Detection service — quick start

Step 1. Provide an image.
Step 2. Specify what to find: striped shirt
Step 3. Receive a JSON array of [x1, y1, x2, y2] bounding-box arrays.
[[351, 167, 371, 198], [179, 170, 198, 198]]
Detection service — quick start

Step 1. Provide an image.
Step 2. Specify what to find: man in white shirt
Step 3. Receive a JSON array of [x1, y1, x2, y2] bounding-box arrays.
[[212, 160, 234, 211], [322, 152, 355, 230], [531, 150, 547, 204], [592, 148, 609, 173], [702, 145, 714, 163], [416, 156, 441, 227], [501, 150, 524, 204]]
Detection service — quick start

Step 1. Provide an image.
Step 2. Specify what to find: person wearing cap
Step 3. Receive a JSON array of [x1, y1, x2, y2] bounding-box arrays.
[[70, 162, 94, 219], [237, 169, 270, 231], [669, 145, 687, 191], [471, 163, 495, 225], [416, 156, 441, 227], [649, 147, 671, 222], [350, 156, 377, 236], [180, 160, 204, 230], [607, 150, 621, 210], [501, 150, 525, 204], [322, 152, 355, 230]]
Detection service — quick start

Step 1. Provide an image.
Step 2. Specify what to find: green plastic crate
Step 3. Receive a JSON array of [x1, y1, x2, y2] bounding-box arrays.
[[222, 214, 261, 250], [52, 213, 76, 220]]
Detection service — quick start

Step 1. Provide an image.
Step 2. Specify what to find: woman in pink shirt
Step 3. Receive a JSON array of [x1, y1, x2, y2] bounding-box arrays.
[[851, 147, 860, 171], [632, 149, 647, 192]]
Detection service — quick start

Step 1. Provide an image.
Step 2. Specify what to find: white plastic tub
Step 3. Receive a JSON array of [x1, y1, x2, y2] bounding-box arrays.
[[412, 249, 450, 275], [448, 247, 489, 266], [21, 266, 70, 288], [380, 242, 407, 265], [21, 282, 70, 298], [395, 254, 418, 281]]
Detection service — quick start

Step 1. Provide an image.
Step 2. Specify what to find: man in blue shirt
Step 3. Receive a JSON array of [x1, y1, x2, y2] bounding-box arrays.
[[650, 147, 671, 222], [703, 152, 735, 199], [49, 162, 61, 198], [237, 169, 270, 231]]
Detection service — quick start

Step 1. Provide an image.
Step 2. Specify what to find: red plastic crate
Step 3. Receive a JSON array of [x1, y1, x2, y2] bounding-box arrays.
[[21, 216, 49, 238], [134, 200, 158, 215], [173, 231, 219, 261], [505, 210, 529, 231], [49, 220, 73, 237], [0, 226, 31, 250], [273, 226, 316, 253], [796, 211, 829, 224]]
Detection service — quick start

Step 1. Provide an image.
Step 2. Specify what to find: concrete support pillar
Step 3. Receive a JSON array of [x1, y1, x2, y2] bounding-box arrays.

-----

Written task:
Reproduce all of the material above with every instance of "quick start" replaced by "getting started", leaving everything else unchanged.

Output of the task:
Detection service — getting started

Step 1. Provide an image.
Step 2. Specify what to find: striped shirt
Step 3. Receive a JSON array of [x1, y1, x2, y2] bounding-box arrays.
[[351, 167, 371, 198], [179, 170, 198, 198]]
Detection service — getting started

Step 1. Provide an image.
Step 2. Specify what to find: man in white shirt
Step 3. Receive a JSON array of [x1, y1, x2, y2] bounding-box arrays.
[[212, 160, 234, 211], [322, 152, 355, 230], [531, 150, 547, 204], [592, 148, 609, 173], [702, 145, 714, 163], [416, 156, 441, 227], [501, 150, 524, 204]]
Detection service — getting started

Step 1. Provide an image.
Step 2. Specify what to find: person wearing cap
Step 3. Receive a JSON array of [x1, y1, x2, y2] bounding-box arrays.
[[70, 162, 94, 219], [237, 169, 270, 231], [669, 145, 687, 191], [471, 163, 495, 225], [416, 156, 441, 227], [649, 147, 671, 222], [350, 156, 377, 236], [180, 160, 204, 230], [607, 150, 621, 210], [501, 150, 525, 204], [322, 152, 355, 230]]
Detection service — getting started

Step 1. Provide an image.
Step 2. Specify what to find: green plastic crate
Step 3. Receive a JSON array of [x1, y1, x2, y2] bounding-box arrays.
[[222, 214, 261, 250], [52, 213, 76, 220]]
Detection service — getting started

Step 1. Provide an image.
Step 2. Specify what to find: woman in pink shirt
Step 3. Receive a JSON array of [x1, y1, x2, y2] bounding-box arrays.
[[851, 147, 860, 171], [632, 149, 647, 192]]
Detection service — getting started

Step 1. Provide an image.
Step 2. Specify what to find: white plastic tub
Step 3. Receive a JSON array of [x1, y1, x2, y2] bounding-box arrays.
[[412, 249, 450, 275], [448, 247, 489, 266], [21, 266, 70, 288], [380, 242, 407, 265], [21, 282, 70, 298], [395, 254, 418, 281]]
Detection service — getting started

Step 1. Provide an image.
Step 2. Specify what to find: man in blue shirt
Step 3. Receive a JSON array of [x1, y1, x2, y2] bounding-box arrays.
[[650, 147, 671, 222], [703, 152, 735, 199], [49, 162, 61, 198], [237, 169, 270, 231]]
Detection service — getting started

Step 1. Provide an image.
Step 2. Specify what to find: red plastic crate
Step 3. Receive a JSON array of [x1, y1, x2, y2] bounding-box arrays.
[[21, 216, 49, 238], [134, 200, 158, 215], [173, 231, 219, 261], [505, 210, 529, 231], [49, 220, 73, 237], [0, 226, 31, 250], [273, 226, 316, 253], [796, 211, 829, 224]]
Detection service — getting started

Step 1. Provide an image.
Step 2. Specify what to find: concrete support pillar
Step 3. Receive a JSON array of [x1, y1, x2, y2] bounding-box arrays.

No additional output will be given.